WHAT TO PRODUCE => Repeat the material exactly, every line of it.

** SUPPLIED INFORMATION follows **

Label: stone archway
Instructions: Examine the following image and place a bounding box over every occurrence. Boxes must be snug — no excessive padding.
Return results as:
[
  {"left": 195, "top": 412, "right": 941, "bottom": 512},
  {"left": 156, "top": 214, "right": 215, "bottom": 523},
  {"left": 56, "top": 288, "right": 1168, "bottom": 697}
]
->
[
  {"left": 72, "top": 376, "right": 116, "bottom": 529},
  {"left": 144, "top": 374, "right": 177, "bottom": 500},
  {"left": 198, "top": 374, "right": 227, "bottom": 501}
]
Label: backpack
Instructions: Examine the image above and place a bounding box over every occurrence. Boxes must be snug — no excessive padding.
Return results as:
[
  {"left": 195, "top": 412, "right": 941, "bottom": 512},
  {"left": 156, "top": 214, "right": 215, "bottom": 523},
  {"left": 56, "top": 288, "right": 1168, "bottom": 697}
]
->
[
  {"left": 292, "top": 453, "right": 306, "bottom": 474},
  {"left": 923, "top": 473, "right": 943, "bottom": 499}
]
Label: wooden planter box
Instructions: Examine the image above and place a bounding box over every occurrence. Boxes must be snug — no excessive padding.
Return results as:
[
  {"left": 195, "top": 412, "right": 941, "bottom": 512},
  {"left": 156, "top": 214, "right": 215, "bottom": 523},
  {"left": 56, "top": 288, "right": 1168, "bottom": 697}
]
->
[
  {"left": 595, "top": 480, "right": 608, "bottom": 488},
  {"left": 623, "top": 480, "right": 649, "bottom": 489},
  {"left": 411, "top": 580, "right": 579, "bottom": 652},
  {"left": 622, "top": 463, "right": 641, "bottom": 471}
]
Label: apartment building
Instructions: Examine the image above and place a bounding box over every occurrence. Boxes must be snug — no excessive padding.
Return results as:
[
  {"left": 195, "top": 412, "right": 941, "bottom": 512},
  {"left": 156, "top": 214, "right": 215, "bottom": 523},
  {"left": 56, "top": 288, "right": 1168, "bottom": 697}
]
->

** End of SUPPLIED INFORMATION **

OUTPUT FOR THIS TASK =>
Label: stone archway
Instructions: Examine the following image and place a bounding box over every occurrence. Boxes must be snug — no excessive padding.
Return results as:
[
  {"left": 195, "top": 412, "right": 941, "bottom": 512},
  {"left": 156, "top": 214, "right": 215, "bottom": 523},
  {"left": 56, "top": 288, "right": 1168, "bottom": 697}
]
->
[
  {"left": 72, "top": 376, "right": 116, "bottom": 529},
  {"left": 144, "top": 374, "right": 177, "bottom": 500},
  {"left": 198, "top": 374, "right": 227, "bottom": 501}
]
Label: backpack
Instructions: Examine the image above and place a bounding box over every occurrence. Boxes must be snug — no excessive padding.
Return results as:
[
  {"left": 195, "top": 412, "right": 941, "bottom": 512},
  {"left": 156, "top": 214, "right": 215, "bottom": 523},
  {"left": 56, "top": 288, "right": 1168, "bottom": 697}
]
->
[
  {"left": 292, "top": 453, "right": 306, "bottom": 474},
  {"left": 923, "top": 473, "right": 943, "bottom": 499}
]
Label: wooden planter box
Instructions: Examine the image above and place a bounding box over every occurrence. Boxes must be snug — no excessive padding.
Return results as:
[
  {"left": 195, "top": 412, "right": 941, "bottom": 512},
  {"left": 156, "top": 214, "right": 215, "bottom": 523},
  {"left": 56, "top": 288, "right": 1168, "bottom": 697}
]
->
[
  {"left": 595, "top": 480, "right": 608, "bottom": 488},
  {"left": 623, "top": 480, "right": 649, "bottom": 489},
  {"left": 411, "top": 580, "right": 579, "bottom": 652},
  {"left": 622, "top": 463, "right": 641, "bottom": 471}
]
Label: apartment building
Instructions: Examine the image above and place a bounding box over every occurrence. Boxes must be snug — no excessive padding.
Return results as:
[
  {"left": 195, "top": 412, "right": 941, "bottom": 512},
  {"left": 156, "top": 214, "right": 215, "bottom": 523},
  {"left": 56, "top": 288, "right": 1168, "bottom": 697}
]
->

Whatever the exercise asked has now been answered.